Elasticsearch聚合之 Histogram 直方圖聚合

本文轉載自查看原文 2015-11-10 22:28 10830 histogram/ Elasticsearch/ elasticsearch/ aggregation/ ES

Elasticsearch支持最直方圖聚合，它在數字字段自動創建桶，並會掃描全部文檔，把文檔放入相應的桶中。這個數字字段既可以是文檔中的某個字段，也可以通過腳本創建得出的。

桶的篩選規則

舉個例子，有一個price字段，這個字段描述了商品的價格，現在想每隔5就創建一個桶，統計每隔區間都有多少個文檔（商品）。

如果有一個商品的價格為32，那么它會被放入30的桶中，計算的公式如下：

rem = value % interval
if (rem < 0) {
    rem += interval
}
bucket_key = value - rem

通過上面的方法，就可以確定文檔屬於哪一個桶。

不過也有一些問題存在，由於上面的方法是針對於整型數據的，因此如果字段是浮點數，那么需要先轉換成整型，再調用上面的方法計算。問題來了，正數還好，如果該值是負數，就會出現計算出錯。比如，一個字段的值為-4.5，在進行轉換整型時，轉換成了-4。那么按照上面的計算，它就會放入-4的桶中，但是其實-4.5應該放入-6的桶中。

min_doc_count過濾

聚合的dsl如下：

{
    "aggs" : {
        "prices" : {
            "histogram" : {
                "field" : "price",
                "interval" : 50
            }
        }
    }
}

得到的數據為：

{
    "aggregations": {
        "prices" : {
            "buckets": [
                {
                    "key": 0,
                    "doc_count": 2
                },
                {
                    "key": 50,
                    "doc_count": 4
                },
                {
                    "key": 100,
                    "doc_count": 0
                },
                {
                    "key": 150,
                    "doc_count": 3
                }
            ]
        }
    }
}

上面的數據中，100-150是沒有文檔的，但是卻顯示為0.如果不想要顯示count為0的桶，可以通過min_doc_count來設置。

## 位置標註資料
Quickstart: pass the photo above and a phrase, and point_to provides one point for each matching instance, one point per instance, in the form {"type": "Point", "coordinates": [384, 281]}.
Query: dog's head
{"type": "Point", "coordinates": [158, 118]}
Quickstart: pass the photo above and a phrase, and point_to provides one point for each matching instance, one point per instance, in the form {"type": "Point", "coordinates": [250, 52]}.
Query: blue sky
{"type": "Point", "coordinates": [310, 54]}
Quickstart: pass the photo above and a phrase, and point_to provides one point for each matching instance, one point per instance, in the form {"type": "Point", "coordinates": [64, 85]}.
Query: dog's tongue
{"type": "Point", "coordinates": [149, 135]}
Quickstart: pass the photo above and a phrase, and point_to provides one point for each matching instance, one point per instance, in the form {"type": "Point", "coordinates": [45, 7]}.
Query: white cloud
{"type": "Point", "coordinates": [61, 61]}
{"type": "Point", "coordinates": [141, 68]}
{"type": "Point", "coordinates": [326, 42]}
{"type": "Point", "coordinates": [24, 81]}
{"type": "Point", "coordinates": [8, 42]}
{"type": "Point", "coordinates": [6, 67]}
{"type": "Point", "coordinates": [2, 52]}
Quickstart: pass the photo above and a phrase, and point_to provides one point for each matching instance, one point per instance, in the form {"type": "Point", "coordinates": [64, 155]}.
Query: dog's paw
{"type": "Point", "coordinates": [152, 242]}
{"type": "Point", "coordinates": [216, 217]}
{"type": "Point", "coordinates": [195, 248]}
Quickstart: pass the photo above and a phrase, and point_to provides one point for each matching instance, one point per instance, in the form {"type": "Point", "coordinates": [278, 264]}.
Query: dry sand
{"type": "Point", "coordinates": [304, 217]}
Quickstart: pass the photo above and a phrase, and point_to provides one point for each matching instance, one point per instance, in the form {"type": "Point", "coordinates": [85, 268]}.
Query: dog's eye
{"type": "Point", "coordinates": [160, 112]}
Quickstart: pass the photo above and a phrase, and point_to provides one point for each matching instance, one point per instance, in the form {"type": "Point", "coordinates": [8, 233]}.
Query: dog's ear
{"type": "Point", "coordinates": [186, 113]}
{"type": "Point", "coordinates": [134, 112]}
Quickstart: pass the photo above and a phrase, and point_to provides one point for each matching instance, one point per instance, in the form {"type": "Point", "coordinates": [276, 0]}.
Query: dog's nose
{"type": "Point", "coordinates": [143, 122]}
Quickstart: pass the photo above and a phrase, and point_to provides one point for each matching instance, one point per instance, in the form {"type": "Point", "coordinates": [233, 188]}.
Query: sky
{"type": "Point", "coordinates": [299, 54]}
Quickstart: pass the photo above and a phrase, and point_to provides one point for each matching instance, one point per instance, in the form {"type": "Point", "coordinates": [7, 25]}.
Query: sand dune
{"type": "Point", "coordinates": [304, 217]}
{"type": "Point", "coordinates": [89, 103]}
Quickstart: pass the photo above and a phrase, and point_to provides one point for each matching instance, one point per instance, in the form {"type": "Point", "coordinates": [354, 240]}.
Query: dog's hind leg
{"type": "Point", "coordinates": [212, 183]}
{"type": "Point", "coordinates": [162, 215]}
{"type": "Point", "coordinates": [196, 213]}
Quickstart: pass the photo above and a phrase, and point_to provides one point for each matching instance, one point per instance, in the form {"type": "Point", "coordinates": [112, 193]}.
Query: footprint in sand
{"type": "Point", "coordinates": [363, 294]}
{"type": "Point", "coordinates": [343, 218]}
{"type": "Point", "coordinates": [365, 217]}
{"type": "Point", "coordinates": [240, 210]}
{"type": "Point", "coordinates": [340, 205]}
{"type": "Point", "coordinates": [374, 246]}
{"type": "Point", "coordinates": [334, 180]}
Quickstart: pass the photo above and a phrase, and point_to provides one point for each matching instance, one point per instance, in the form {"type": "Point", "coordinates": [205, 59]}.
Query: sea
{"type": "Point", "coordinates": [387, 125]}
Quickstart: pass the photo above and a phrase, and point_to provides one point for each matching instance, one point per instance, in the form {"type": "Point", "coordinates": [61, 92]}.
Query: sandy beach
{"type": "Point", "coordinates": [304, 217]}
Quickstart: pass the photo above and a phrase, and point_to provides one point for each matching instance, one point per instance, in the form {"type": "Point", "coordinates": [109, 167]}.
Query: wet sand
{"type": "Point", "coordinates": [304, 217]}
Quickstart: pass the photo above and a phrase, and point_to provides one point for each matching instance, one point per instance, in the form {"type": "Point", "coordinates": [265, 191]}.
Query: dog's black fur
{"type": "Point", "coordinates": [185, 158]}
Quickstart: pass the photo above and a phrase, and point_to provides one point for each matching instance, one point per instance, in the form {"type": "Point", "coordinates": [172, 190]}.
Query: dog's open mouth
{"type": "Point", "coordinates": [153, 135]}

## 練習說明
能否把這篇講直方圖聚合的文本中，介於「不過也有一些問題存在，由於上」和「-4.5應該放入-6的桶中。」之間（含首尾）的部分原樣印出來？

## 輸出如下
不過也有一些問題存在，由於上面的方法是針對於整型數據的，因此如果字段是浮點數，那么需要先轉換成整型，再調用上面的方法計算。問題來了，正數還好，如果該值是負數，就會出現計算出錯。比如，一個字段的值為-4.5，在進行轉換整型時，轉換成了-4。那么按照上面的計算，它就會放入-4的桶中，但是其實-4.5應該放入-6的桶中。